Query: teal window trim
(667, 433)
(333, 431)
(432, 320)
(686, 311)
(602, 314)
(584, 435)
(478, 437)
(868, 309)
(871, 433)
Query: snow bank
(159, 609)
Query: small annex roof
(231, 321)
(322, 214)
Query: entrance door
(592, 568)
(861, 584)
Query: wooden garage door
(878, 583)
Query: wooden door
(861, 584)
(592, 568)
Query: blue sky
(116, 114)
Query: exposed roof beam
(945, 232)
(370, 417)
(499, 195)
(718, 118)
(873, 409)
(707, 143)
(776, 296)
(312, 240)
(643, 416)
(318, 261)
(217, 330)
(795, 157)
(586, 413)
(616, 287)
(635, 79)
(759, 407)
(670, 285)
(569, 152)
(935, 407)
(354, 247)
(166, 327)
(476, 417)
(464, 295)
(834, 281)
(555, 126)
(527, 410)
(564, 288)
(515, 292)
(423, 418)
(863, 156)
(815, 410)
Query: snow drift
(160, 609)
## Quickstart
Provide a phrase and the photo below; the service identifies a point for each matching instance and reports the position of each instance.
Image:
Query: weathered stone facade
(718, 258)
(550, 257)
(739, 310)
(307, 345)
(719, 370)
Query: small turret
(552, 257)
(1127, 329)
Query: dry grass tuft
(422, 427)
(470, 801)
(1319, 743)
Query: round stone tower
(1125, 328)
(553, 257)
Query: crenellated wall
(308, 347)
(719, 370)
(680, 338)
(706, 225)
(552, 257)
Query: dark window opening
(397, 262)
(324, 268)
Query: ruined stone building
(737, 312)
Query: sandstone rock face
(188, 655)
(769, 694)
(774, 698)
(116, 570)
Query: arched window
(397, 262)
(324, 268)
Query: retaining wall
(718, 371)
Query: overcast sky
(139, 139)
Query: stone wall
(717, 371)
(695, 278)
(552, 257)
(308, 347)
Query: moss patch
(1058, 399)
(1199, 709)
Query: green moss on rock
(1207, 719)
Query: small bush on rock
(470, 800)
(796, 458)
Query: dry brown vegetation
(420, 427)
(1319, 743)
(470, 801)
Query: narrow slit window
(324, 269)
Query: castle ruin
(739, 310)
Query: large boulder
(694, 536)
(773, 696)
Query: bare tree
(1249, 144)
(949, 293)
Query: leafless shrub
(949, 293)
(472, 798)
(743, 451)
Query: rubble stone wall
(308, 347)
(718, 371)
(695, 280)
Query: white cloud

_____

■ **GIVEN REQUEST**
Swap every "wooden" in the rows above for "timber", leaving all other text as it is.

■ **RESPONSE TO THIS TASK**
Query: teal window trim
(667, 433)
(333, 431)
(432, 320)
(686, 311)
(602, 314)
(584, 435)
(478, 437)
(868, 309)
(871, 433)
Query: snow bank
(159, 609)
Query: small annex roof
(231, 321)
(322, 214)
Query: entrance door
(592, 568)
(861, 584)
Query: timber garage door
(878, 583)
Query: timber door
(861, 584)
(592, 568)
Query: blue sky
(116, 114)
Query: exposed roof beam
(945, 232)
(370, 417)
(499, 195)
(718, 118)
(873, 409)
(707, 143)
(776, 296)
(312, 240)
(643, 416)
(318, 261)
(217, 330)
(795, 157)
(586, 413)
(616, 287)
(635, 79)
(759, 407)
(670, 285)
(569, 152)
(935, 407)
(354, 247)
(166, 327)
(476, 417)
(464, 295)
(834, 281)
(555, 126)
(527, 410)
(564, 288)
(515, 292)
(423, 418)
(863, 156)
(815, 410)
Query: snow drift
(160, 609)
## Quickstart
Provide a phrase and the photo below; the service identifies a point for each matching instance and reports the position of each instance.
Image:
Query: weathered stone facade
(718, 258)
(550, 257)
(739, 310)
(307, 345)
(719, 370)
Query: small turret
(552, 257)
(1127, 329)
Query: dry grass tuft
(422, 427)
(470, 801)
(1319, 743)
Query: round stone tower
(1125, 328)
(553, 257)
Query: crenellated wall
(308, 347)
(719, 370)
(680, 338)
(706, 225)
(552, 257)
Query: dark window opening
(397, 262)
(324, 268)
Query: ruined stone building
(737, 312)
Query: sandstone rock face
(188, 655)
(769, 694)
(774, 698)
(116, 570)
Query: arched window
(397, 262)
(324, 268)
Query: retaining wall
(718, 371)
Query: overcast sky
(139, 139)
Query: stone wall
(717, 371)
(695, 278)
(552, 257)
(308, 347)
Query: moss patch
(1058, 399)
(1199, 709)
Query: green moss on rock
(1207, 719)
Query: small bush on rock
(470, 800)
(796, 458)
Query: dry brown vegetation
(420, 427)
(1319, 743)
(470, 801)
Query: narrow slit window
(324, 269)
Query: castle ruin
(739, 310)
Query: large boulder
(694, 536)
(773, 696)
Query: bare tree
(1249, 144)
(949, 293)
Query: leafless shrub
(949, 293)
(472, 798)
(743, 451)
Query: rubble stone wall
(308, 347)
(718, 371)
(695, 280)
Query: white cloud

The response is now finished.